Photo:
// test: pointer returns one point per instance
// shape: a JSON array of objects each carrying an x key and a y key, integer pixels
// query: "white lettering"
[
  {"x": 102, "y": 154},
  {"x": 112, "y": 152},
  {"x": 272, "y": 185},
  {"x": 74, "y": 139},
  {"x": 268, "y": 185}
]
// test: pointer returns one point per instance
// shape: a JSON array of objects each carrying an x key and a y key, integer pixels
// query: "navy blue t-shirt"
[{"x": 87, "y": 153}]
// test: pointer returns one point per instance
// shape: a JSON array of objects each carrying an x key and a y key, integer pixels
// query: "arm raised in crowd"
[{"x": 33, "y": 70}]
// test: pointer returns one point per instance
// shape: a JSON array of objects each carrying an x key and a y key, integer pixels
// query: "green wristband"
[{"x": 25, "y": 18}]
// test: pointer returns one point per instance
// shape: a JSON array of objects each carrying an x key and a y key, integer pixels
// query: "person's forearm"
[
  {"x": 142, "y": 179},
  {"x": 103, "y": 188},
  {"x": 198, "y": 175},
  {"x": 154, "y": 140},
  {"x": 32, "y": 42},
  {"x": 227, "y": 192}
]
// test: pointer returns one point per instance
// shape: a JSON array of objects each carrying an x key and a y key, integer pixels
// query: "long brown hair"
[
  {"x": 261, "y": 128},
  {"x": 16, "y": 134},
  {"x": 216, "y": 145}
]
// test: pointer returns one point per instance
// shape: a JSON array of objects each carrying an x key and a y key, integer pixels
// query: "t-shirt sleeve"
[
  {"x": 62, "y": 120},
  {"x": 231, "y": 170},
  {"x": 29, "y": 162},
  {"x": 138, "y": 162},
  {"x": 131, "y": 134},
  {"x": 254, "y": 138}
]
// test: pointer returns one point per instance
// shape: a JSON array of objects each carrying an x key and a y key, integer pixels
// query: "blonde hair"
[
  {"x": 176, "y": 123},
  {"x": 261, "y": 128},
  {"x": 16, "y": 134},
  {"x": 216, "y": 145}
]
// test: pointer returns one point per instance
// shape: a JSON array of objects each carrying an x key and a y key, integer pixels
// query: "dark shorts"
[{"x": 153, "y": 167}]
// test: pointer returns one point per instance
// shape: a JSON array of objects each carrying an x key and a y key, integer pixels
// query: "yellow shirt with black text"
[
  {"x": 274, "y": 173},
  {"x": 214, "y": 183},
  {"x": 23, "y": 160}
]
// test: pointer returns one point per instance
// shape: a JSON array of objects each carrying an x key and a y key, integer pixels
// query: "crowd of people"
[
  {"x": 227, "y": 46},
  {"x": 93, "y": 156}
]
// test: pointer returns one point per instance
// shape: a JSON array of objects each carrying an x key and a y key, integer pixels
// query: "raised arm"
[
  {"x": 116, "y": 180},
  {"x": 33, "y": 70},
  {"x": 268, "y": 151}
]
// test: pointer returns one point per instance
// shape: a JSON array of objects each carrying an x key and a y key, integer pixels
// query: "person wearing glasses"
◆ ◆ ◆
▶ **Brief**:
Copy out every line above that contains the word "person".

▶ **Output of the exercise**:
// query: "person's forearm"
// query: "person wearing glasses"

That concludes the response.